Start of Data for the task
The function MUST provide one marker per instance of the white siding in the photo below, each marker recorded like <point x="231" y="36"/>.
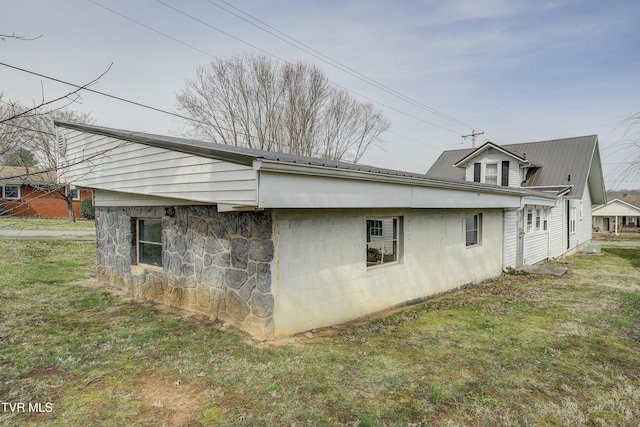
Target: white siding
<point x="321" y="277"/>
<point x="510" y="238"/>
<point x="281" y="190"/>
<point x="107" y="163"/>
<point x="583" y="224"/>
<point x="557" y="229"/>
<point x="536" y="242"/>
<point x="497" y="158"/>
End of Data for the task
#### Goal of the exercise:
Make an exact copy of the records above. Keep out every picture.

#### Exercise response:
The function MUST provide one marker per instance of the white siding in the photo below, each marker recorded like <point x="231" y="36"/>.
Target: white siding
<point x="321" y="277"/>
<point x="510" y="238"/>
<point x="281" y="190"/>
<point x="107" y="163"/>
<point x="583" y="224"/>
<point x="557" y="229"/>
<point x="536" y="242"/>
<point x="497" y="158"/>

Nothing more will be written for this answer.